**What you have to do:**
Filter the listing below down to the lines holding the word "harvested", and copy those lines.
====== Information supplied ======
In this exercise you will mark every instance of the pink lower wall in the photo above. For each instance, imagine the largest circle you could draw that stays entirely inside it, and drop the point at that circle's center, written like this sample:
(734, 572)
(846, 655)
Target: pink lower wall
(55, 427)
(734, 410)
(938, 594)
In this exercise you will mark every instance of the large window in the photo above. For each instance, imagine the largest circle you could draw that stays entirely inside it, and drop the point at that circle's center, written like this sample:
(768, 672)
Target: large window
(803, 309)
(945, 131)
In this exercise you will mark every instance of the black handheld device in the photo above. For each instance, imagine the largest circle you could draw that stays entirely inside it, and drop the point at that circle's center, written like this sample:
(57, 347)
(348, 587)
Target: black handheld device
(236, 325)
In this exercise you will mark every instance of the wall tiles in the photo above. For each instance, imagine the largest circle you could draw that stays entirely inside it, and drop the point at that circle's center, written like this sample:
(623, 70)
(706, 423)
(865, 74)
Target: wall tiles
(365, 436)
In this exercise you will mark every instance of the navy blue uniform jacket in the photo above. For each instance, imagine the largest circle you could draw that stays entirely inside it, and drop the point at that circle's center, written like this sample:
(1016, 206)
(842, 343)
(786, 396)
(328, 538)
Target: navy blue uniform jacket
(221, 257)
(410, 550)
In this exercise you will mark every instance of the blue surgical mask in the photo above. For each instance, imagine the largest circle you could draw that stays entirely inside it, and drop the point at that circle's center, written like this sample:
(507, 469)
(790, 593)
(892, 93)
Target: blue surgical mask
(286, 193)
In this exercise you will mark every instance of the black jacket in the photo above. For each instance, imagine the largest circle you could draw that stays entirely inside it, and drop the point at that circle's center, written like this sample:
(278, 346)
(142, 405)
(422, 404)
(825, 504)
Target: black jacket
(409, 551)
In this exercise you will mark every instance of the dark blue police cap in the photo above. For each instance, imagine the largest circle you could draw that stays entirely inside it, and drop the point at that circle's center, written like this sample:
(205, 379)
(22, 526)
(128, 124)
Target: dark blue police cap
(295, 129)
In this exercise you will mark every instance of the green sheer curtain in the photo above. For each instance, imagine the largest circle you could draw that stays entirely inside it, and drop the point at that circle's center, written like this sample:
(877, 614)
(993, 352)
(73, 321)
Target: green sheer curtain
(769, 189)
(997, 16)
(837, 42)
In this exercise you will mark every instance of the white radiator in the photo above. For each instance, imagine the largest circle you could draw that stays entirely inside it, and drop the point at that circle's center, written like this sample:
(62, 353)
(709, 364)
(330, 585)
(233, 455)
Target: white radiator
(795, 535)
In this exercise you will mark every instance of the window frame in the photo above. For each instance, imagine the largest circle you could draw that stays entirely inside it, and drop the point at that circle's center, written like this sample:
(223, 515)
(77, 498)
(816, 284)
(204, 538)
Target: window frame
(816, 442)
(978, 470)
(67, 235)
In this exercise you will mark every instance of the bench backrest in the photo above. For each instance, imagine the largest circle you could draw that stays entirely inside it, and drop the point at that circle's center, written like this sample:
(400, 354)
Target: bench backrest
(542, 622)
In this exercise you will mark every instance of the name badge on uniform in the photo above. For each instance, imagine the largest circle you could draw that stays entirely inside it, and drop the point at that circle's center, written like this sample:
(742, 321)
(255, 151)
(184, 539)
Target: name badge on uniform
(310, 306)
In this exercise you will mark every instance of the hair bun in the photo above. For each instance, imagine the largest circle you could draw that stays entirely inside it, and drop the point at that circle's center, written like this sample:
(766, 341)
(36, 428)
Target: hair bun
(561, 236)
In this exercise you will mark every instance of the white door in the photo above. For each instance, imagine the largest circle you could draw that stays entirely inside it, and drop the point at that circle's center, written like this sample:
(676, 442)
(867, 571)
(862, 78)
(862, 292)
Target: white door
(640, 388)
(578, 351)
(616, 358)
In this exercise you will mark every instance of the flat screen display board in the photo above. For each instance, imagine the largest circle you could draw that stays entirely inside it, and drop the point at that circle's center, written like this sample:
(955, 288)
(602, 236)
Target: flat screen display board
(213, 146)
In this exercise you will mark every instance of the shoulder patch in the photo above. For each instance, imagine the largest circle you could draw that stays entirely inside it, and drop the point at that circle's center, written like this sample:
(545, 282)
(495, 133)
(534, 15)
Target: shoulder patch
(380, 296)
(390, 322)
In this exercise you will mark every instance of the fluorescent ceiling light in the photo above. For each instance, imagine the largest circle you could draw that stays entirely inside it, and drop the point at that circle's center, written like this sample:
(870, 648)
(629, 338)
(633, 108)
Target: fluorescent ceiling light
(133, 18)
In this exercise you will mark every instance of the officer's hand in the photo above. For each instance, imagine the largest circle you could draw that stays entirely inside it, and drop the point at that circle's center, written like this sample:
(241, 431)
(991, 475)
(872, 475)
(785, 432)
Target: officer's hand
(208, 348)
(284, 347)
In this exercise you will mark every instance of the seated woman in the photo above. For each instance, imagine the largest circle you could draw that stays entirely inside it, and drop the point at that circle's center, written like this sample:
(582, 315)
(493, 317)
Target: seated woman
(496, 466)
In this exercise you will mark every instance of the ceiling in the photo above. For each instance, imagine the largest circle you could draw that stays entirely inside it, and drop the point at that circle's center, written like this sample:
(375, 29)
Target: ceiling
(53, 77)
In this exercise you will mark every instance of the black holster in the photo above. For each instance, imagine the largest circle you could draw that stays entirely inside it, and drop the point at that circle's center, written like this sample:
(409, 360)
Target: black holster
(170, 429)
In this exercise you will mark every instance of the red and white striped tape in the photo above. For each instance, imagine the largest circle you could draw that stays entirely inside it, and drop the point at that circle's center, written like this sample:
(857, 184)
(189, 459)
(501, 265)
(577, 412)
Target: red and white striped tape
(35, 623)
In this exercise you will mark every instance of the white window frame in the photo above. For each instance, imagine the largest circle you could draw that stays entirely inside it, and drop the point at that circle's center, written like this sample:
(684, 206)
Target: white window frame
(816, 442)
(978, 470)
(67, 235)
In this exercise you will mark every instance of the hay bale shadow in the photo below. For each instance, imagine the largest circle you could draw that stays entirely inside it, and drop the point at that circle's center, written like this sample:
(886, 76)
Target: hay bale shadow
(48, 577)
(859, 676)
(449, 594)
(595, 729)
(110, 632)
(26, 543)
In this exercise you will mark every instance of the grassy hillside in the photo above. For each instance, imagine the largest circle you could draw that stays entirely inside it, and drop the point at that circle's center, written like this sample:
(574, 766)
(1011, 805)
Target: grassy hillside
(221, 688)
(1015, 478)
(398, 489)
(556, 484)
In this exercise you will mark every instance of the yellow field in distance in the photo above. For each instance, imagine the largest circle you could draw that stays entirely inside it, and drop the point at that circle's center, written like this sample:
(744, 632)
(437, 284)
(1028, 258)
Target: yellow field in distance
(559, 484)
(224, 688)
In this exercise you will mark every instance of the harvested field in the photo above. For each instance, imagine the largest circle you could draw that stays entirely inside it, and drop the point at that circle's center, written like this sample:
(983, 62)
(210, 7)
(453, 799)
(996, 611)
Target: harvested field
======
**Exercise response:**
In this exercise you will mark every instance of the harvested field in the photo above. For each instance, imagine the largest circle you could draw that stays entirely inside it, and drop the point at that circle's center, written like this sample:
Target: harvested field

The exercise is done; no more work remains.